> _TASK BRIEF_: Count the lines in the listing below that contain the word "wooden". Reply with that number only.

━━━ INPUT DATA ━━━

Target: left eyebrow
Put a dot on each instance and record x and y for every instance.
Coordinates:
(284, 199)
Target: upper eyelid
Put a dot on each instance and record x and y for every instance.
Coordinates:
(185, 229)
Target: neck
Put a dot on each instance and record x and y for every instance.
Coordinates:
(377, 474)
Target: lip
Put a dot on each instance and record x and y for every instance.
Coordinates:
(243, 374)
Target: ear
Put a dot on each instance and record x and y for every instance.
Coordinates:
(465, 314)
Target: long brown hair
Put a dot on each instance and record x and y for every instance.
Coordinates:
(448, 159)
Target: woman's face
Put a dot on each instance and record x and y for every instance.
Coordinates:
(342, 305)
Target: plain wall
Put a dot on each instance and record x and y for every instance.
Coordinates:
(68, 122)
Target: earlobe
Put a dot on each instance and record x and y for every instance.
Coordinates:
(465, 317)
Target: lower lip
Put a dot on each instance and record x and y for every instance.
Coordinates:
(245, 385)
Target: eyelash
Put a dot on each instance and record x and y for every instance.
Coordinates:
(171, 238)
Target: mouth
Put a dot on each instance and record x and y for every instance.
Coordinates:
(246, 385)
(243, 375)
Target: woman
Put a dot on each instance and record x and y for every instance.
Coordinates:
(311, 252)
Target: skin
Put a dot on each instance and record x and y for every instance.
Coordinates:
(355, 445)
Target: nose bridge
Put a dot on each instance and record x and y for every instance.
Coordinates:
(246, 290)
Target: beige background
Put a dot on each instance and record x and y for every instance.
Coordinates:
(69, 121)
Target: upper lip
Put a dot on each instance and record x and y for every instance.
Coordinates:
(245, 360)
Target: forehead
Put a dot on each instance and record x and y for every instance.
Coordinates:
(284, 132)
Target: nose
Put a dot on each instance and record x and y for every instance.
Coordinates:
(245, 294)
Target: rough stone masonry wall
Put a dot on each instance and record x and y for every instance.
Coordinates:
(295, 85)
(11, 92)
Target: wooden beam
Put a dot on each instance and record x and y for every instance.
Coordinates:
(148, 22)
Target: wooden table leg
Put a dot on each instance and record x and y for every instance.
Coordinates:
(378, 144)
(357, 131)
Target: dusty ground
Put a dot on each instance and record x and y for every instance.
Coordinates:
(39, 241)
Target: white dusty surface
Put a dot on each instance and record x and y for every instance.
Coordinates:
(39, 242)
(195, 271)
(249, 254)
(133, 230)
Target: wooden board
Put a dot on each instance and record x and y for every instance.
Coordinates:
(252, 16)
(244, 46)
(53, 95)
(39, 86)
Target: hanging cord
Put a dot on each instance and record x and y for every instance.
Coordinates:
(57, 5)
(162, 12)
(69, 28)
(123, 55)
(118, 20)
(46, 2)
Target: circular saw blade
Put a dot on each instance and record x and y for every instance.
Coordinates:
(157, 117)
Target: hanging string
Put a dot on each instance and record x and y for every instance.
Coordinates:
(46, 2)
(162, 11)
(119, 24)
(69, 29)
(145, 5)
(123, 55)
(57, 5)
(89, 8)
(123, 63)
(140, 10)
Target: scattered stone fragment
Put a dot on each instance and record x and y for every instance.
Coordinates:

━━━
━━━ INPUT DATA ━━━

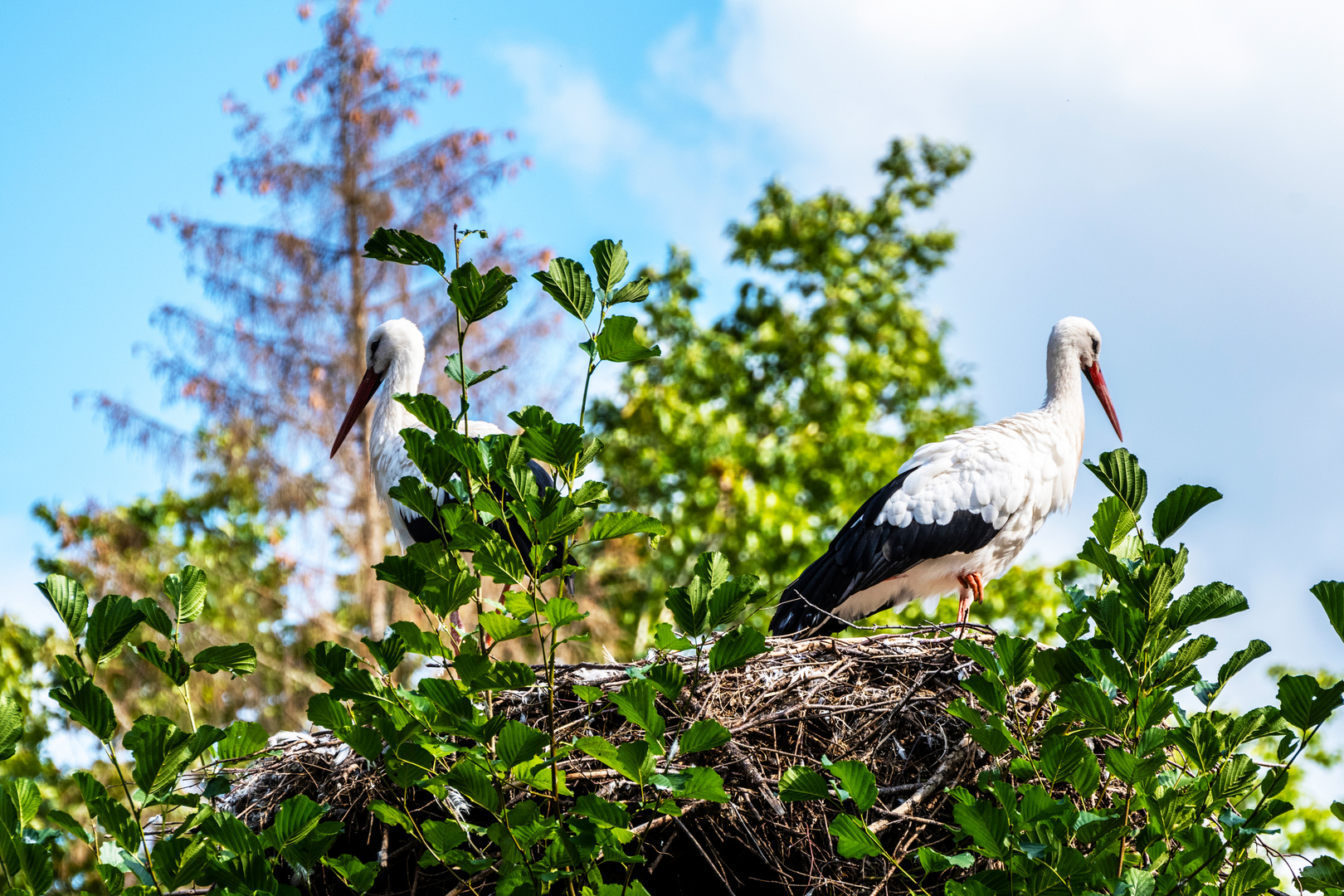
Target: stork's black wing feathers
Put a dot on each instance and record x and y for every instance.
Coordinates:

━━━

> _ANSWER TO THIS EXERCISE_: 3